• [Énoncé] Reportez mot pour mot le passage de l'extrait sur le test utilisateur qui commence à « Ensuite, discutez un » et se termine à « pouvez lancer l’enregistrement. ».

• [Extrait du document]
=-=-=
Lorsque vous êtes prêt, vous pouvez accueillir le premier utilisateur. Présentez-vous en tant qu’observateur et non pas comme concepteur du site. Ainsi, il n’aura pas peur de vous blesser en exprimant des critiques. C’est aussi à ce moment là que vous allez donner sa compensation au participant. Il pourra ainsi réaliser le test sans avoir à «réussir» le test pour gagner de l’argent.

Ces formalités réglées, vous pouvez vous installer pour débuter la session.

Pour commencer, expliquez au participant le déroulement de la session. C’est peut être la première fois qu’il participe à ce genre de test. Rassurez-le sur l’objectif de cet exercice: il s’agit de tester l’interface du site et non pas de juger ses capacités à réaliser des tâches. Votre participant doit être à l’aise et rassuré pour faire ce test dans de bonnes conditions.

Faites-lui signer l’accord de participation et un NDA si nécessaire. Cela vous permet d’avoir un peu de temps pour (ré)initialiser le test. Pensez à effacer l’historique et les cookies du navigateur. Ce serait dommage de gâcher une session parce que la saisie d’un précédent participant apparait dans l’autocomplétion du navigateur.

Ensuite, discutez un peu avec le participant pour le connaitre un peu. Quels sont ses sites préférés ? Combien de temps passe-t-il sur Internet ? Cela va permettre de connaitre ses habitudes et son niveau de maîtrise de l’outil informatique. Profitez-en pour obtenir quelques détails qui pourraient permettre de personnaliser le scénario. Ce sera plus simple pour lui de s’imaginer dans une situation taillée sur mesure qu’avec un scénario standard totalement hypothétique.

À présent, le participant va devoir réaliser les tâches du scénario qui vous aurez défini. Vous pouvez lancer l’enregistrement.

Habituellement, je commence avec une tâche simple de repérage. Cela va permettre au participant de s’exercer à la pensée à haute voix. Pour cela, j’ouvre généralement la page d’accueil du site et je lui dis la chose suivante:

«Voici un site Web. Est-ce que vous pourriez me dire si vous comprenez à quoi sert ce site et quelles sont les possibilités qui vous sont offertes. Pour le moment, je vous demande juste d’observer. Vous pouvez faire défiler la page, mais pas cliquer pour le moment». Votre participant devrait commencer à observer et dire à haute voix ce qu’il voit. Si ce n’est pas le cas, inciter le à parler. Un simple «à quoi cela vous fait penser ?» ou «qu’est-ce que vous voyez ?» devrait l’aider.
=-=-=
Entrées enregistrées
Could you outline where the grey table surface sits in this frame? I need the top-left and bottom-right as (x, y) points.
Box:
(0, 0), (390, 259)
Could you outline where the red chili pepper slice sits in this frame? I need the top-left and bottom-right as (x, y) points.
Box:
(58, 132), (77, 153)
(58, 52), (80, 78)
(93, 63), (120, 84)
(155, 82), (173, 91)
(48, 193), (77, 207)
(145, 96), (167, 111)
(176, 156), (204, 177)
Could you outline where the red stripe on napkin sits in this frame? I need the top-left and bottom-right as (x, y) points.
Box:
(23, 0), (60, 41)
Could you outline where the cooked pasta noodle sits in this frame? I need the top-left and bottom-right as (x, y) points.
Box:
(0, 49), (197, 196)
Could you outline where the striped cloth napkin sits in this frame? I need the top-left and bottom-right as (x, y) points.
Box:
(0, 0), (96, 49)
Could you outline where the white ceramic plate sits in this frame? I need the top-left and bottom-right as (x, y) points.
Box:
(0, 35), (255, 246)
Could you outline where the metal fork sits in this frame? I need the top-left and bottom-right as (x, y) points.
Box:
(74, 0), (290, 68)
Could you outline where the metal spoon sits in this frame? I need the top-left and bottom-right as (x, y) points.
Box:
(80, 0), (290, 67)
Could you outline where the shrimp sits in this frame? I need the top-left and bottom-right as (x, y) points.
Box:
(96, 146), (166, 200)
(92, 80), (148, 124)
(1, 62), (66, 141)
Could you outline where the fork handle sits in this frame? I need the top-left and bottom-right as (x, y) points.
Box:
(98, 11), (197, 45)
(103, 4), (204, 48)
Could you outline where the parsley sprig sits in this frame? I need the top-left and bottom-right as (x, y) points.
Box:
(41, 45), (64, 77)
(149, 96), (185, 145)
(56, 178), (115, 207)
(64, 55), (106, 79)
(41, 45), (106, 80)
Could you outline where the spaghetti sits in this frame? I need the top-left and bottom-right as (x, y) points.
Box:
=-=-=
• [Solution complète]
Ensuite, discutez un peu avec le participant pour le connaitre un peu. Quels sont ses sites préférés ? Combien de temps passe-t-il sur Internet ? Cela va permettre de connaitre ses habitudes et son niveau de maîtrise de l’outil informatique. Profitez-en pour obtenir quelques détails qui pourraient permettre de personnaliser le scénario. Ce sera plus simple pour lui de s’imaginer dans une situation taillée sur mesure qu’avec un scénario standard totalement hypothétique.

À présent, le participant va devoir réaliser les tâches du scénario qui vous aurez défini. Vous pouvez lancer l’enregistrement.